(What the task asks): Reproduce the records from the line containing "For the mapping pass, tag each instance of the white bird" through the end of the records, both ends included, with "mapping pass" changed to "annotation pass" and everything else unchanged. Omit the pictures from your answer.

start

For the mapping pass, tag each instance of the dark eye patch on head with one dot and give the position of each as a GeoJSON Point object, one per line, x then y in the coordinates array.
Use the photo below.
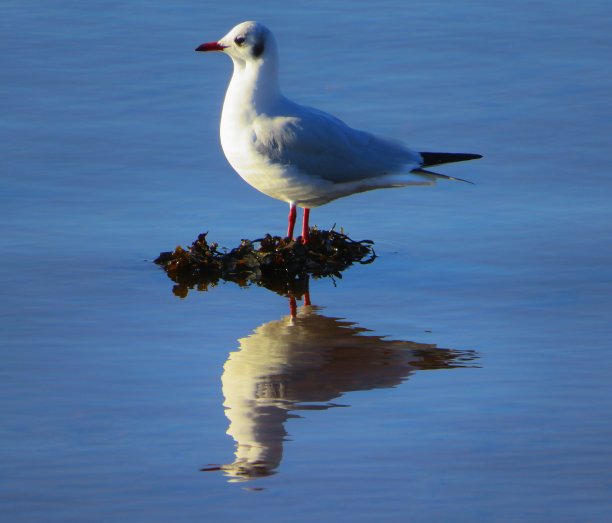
{"type": "Point", "coordinates": [258, 48]}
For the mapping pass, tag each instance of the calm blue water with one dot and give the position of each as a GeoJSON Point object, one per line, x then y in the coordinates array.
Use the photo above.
{"type": "Point", "coordinates": [115, 393]}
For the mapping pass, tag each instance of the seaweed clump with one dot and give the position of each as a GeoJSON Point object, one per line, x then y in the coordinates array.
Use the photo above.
{"type": "Point", "coordinates": [280, 264]}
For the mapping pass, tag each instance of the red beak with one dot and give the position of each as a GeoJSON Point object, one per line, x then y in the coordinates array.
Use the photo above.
{"type": "Point", "coordinates": [211, 46]}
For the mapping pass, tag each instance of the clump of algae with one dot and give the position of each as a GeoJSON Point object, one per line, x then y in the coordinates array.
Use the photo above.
{"type": "Point", "coordinates": [280, 264]}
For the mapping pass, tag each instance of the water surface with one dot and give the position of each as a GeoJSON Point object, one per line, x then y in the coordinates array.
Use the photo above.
{"type": "Point", "coordinates": [115, 393]}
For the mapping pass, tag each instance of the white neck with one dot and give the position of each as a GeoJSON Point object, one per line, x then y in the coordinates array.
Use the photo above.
{"type": "Point", "coordinates": [253, 88]}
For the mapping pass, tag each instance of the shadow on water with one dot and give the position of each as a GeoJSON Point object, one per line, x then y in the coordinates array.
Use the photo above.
{"type": "Point", "coordinates": [303, 361]}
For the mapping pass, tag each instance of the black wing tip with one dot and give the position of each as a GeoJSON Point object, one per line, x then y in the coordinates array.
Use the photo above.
{"type": "Point", "coordinates": [430, 159]}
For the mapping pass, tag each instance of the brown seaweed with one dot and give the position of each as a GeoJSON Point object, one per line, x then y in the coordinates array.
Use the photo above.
{"type": "Point", "coordinates": [279, 264]}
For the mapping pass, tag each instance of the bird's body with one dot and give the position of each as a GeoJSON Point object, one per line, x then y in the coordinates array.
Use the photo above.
{"type": "Point", "coordinates": [299, 154]}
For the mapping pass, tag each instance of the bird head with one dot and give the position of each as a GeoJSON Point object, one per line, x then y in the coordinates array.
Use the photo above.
{"type": "Point", "coordinates": [247, 42]}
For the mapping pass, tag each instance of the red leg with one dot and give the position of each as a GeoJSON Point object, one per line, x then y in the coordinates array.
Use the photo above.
{"type": "Point", "coordinates": [292, 217]}
{"type": "Point", "coordinates": [292, 306]}
{"type": "Point", "coordinates": [305, 235]}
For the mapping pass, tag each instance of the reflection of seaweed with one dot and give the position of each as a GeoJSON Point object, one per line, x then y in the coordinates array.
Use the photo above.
{"type": "Point", "coordinates": [279, 264]}
{"type": "Point", "coordinates": [304, 362]}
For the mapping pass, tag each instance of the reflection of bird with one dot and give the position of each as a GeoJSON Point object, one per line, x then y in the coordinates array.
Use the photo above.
{"type": "Point", "coordinates": [303, 362]}
{"type": "Point", "coordinates": [298, 154]}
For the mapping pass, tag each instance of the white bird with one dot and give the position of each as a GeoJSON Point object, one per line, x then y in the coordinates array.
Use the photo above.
{"type": "Point", "coordinates": [298, 154]}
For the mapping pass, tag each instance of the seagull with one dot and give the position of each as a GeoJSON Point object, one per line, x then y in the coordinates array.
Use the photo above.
{"type": "Point", "coordinates": [298, 154]}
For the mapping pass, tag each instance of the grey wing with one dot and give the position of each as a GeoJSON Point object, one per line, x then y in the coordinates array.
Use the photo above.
{"type": "Point", "coordinates": [319, 144]}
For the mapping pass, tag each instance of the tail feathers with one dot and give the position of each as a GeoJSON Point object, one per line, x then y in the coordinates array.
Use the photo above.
{"type": "Point", "coordinates": [431, 174]}
{"type": "Point", "coordinates": [430, 159]}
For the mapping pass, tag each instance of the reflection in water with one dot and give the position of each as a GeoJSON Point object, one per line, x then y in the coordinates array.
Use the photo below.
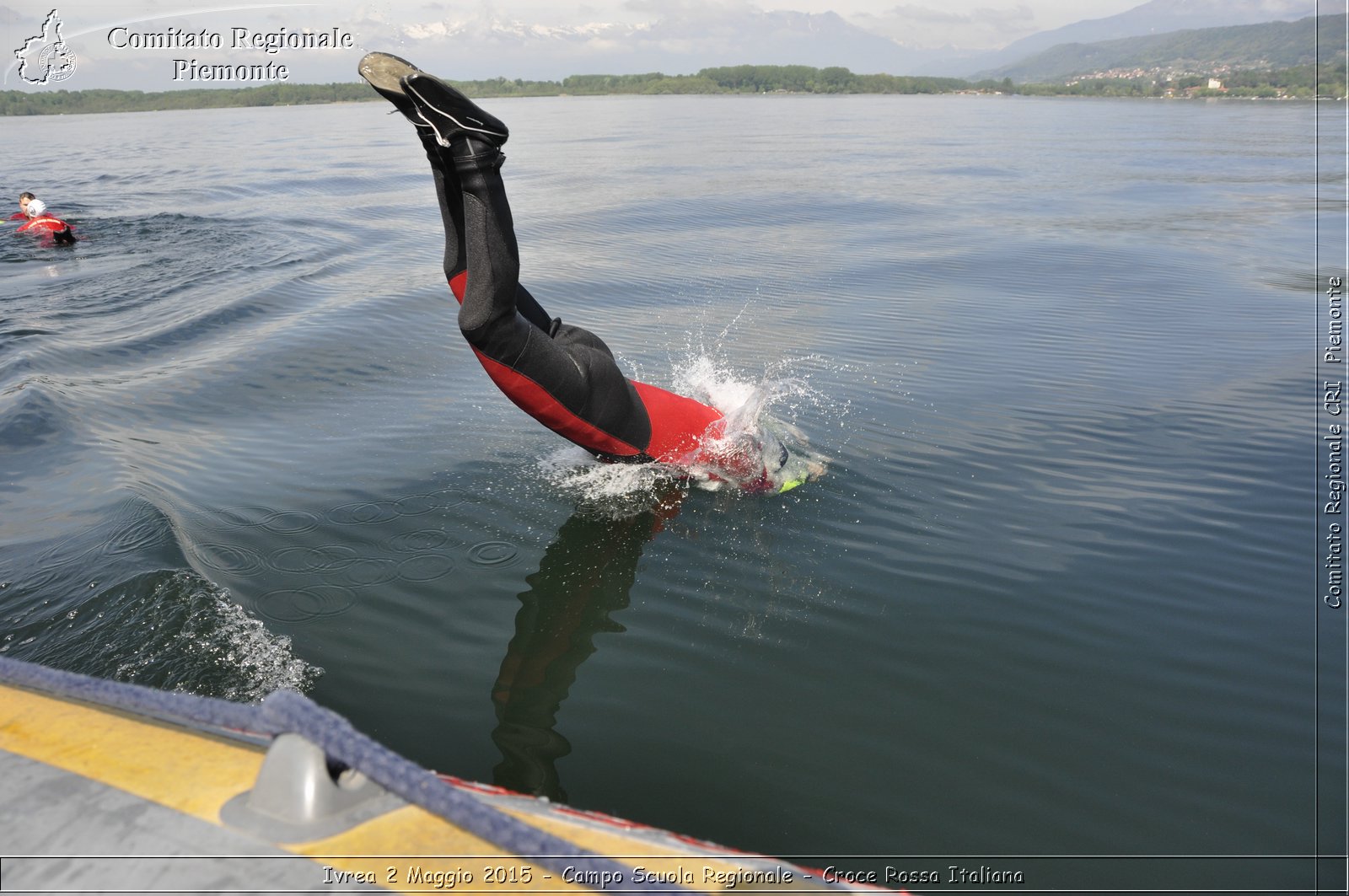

end

(Written response):
For the annotation pass, tag each instance of the white bird with one dot and give the position of each as a GeoJSON Point object, one per line, x then y in the coordinates array.
Use the photo above.
{"type": "Point", "coordinates": [298, 154]}
For the annotation pass, tag each instance of the seagull with one dot and give the position of each as a GeoJSON Point object, one per line, x then y in the coordinates array.
Use the photo above.
{"type": "Point", "coordinates": [298, 154]}
For the annotation pass, tag each instance of the grey wing with one dot and give the position of each as a GeoJSON Point object, one per line, x then y in the coordinates array.
Use the photo above.
{"type": "Point", "coordinates": [319, 144]}
For the annotation pass, tag each instance of the tail feathers with one dot and give the position of each as a GeoJSON Point object, one per line, x then y in the coordinates array.
Use the photo above.
{"type": "Point", "coordinates": [431, 174]}
{"type": "Point", "coordinates": [430, 159]}
For the annotation pass, tag each instance of the reflection in water with one dot and give the position of each as a GeoJSON Point object, one per line, x then y in the coordinates array.
Use the photo below.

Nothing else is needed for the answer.